- _DESCRIPTION OF THE TASK_
Show every line in the entries below that contains the string "collar". Case counts.

Entries for identifying locations:
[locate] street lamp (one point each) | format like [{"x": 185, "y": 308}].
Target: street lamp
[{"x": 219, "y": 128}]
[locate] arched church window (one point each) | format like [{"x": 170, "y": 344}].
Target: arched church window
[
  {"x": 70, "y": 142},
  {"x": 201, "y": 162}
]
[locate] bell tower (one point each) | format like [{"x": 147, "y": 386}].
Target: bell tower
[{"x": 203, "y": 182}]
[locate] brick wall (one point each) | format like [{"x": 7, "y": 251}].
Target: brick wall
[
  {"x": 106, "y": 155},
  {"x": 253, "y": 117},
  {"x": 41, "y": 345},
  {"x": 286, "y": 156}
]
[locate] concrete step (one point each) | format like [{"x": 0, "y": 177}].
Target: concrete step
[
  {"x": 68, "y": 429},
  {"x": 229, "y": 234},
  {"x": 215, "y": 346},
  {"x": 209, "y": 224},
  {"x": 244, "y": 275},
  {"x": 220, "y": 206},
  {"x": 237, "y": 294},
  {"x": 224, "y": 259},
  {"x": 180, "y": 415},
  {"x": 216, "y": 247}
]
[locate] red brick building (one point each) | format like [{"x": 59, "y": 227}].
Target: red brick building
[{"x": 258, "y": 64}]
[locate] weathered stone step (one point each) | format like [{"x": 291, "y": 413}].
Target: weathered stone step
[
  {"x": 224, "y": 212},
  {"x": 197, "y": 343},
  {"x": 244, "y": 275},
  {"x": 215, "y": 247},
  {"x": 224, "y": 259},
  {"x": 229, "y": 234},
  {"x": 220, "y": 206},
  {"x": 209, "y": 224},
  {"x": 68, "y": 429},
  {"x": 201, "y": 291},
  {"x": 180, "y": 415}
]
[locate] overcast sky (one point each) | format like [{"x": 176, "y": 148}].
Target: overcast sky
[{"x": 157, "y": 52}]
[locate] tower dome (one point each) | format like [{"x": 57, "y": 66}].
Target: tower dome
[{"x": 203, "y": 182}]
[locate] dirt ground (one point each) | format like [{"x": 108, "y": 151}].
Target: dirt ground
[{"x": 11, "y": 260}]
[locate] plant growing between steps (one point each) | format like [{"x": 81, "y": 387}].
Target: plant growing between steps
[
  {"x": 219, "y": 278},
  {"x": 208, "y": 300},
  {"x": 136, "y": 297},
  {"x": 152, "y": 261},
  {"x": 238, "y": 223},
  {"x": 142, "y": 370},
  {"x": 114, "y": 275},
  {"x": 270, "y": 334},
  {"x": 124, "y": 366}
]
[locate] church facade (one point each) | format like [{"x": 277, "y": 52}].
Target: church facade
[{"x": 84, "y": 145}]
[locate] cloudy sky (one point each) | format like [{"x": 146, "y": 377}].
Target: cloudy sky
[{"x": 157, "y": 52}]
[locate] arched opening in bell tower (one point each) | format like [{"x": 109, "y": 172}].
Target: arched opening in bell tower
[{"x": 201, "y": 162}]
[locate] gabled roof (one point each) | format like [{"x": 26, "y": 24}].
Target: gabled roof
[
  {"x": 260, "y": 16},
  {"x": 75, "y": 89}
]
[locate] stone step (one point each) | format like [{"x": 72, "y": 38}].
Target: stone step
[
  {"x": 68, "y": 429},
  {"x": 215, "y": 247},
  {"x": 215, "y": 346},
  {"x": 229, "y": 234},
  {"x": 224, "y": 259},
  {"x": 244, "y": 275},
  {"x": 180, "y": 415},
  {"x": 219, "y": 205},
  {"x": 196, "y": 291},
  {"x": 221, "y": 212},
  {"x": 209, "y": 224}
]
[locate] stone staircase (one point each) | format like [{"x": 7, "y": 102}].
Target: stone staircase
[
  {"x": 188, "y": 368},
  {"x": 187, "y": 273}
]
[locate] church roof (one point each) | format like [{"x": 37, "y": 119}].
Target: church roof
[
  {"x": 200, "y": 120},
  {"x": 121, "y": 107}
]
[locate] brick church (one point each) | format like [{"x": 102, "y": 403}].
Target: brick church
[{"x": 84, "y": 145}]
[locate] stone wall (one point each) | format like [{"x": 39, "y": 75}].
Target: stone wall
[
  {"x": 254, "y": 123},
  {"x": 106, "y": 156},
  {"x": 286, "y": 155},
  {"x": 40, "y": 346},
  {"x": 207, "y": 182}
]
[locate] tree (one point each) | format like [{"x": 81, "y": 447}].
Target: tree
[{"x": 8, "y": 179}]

==

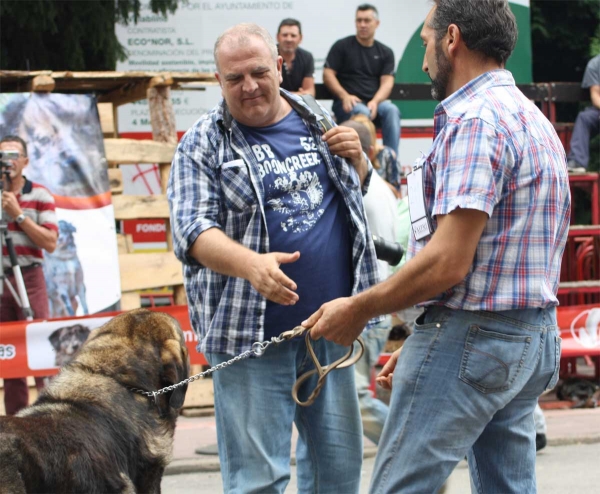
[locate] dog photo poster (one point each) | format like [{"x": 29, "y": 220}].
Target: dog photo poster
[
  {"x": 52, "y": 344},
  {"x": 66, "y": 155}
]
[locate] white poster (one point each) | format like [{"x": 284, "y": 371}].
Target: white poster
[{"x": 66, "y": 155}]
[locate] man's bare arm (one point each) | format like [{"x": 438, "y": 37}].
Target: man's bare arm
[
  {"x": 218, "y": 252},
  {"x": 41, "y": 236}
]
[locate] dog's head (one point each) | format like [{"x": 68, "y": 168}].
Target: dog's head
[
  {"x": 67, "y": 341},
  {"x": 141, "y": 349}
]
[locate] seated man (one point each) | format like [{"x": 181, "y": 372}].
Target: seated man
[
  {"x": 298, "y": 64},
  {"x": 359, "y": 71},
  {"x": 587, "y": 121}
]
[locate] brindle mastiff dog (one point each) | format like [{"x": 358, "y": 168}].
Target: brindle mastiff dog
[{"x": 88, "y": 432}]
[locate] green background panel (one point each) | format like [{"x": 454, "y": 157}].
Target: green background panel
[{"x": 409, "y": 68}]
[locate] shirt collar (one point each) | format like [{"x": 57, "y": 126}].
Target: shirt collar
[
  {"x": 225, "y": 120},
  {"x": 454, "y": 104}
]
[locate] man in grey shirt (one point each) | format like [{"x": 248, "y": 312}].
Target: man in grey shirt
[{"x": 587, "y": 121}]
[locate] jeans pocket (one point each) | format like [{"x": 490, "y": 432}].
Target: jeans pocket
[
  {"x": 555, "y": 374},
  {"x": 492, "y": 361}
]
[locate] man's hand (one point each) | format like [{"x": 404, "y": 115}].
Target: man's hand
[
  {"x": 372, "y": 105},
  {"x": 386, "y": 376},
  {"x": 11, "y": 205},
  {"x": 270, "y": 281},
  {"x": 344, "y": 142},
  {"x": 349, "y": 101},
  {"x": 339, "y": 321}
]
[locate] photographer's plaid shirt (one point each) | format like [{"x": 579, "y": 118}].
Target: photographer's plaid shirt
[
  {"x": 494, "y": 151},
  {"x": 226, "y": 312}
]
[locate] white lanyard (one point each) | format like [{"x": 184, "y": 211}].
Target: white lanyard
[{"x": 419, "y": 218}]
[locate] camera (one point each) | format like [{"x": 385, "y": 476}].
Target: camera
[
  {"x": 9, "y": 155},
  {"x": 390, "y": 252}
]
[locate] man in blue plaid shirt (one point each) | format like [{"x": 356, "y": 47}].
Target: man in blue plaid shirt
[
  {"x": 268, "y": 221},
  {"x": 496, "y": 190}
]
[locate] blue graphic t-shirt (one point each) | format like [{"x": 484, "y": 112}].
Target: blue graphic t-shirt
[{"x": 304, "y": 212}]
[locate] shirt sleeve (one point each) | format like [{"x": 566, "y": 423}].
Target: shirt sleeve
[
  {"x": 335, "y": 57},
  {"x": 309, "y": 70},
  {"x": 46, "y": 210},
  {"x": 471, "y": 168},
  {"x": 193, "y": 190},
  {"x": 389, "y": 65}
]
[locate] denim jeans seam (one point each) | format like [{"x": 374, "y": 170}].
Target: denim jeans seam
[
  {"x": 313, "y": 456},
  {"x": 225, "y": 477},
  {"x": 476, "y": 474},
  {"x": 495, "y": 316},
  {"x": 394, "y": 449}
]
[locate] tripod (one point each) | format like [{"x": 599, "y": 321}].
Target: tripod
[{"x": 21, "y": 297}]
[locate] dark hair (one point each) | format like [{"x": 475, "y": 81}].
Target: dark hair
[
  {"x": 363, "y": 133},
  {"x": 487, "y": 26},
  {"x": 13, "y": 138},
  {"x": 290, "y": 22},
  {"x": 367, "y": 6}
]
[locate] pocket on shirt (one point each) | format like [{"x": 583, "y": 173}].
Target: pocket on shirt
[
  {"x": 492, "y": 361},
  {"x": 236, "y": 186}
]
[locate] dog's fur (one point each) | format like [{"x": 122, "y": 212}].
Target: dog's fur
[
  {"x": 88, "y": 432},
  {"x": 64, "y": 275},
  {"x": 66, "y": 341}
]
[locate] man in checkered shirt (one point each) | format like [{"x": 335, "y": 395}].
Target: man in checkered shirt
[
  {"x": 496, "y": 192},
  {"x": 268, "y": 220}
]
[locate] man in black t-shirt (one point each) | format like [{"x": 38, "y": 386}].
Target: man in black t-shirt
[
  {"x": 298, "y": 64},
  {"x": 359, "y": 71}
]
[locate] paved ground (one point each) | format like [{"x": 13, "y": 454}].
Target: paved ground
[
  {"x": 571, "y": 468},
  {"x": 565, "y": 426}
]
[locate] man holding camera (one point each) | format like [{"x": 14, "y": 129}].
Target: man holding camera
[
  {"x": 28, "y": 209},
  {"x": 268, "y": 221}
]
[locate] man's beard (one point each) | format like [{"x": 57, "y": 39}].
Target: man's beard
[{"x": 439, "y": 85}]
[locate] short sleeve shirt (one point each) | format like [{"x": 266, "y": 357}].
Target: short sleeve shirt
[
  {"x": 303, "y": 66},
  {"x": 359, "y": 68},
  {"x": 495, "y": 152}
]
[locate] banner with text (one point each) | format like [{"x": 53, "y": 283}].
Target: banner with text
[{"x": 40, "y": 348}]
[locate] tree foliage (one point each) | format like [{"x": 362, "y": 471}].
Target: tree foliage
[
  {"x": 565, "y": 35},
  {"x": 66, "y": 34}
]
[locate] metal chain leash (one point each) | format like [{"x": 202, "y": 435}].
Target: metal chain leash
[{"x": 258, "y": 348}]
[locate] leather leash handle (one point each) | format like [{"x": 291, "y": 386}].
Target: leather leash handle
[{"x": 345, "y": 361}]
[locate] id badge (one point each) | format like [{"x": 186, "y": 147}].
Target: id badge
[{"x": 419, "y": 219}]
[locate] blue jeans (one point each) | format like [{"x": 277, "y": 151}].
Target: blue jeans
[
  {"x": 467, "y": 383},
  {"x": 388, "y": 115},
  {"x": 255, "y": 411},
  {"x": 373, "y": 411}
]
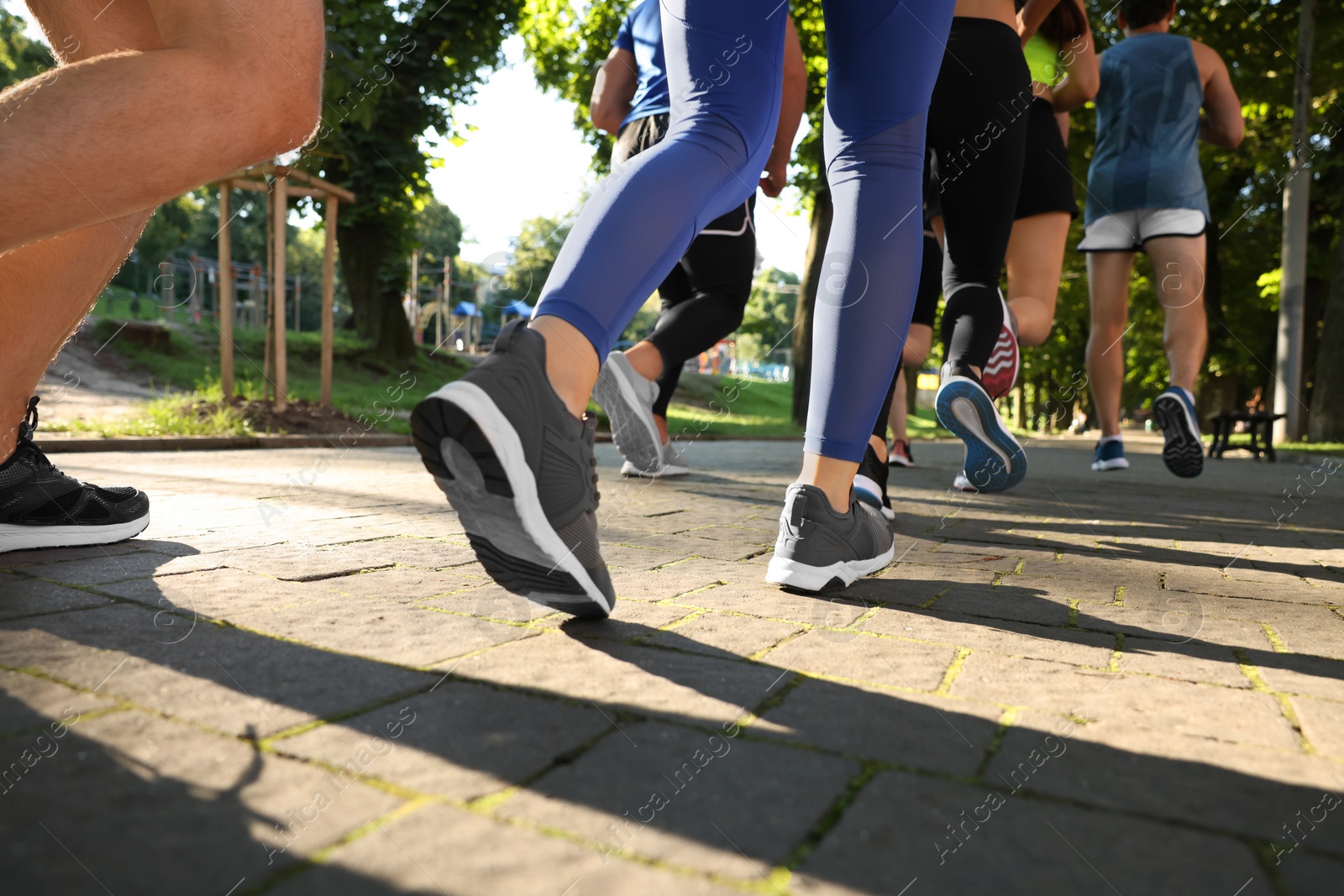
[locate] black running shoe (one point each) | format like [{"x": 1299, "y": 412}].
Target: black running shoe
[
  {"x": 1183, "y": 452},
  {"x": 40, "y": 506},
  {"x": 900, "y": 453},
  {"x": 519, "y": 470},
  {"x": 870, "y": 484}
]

- _TASK OUTPUT_
[locate] shirt collar (one point each) | format like [{"x": 57, "y": 126}].
Target: shirt collar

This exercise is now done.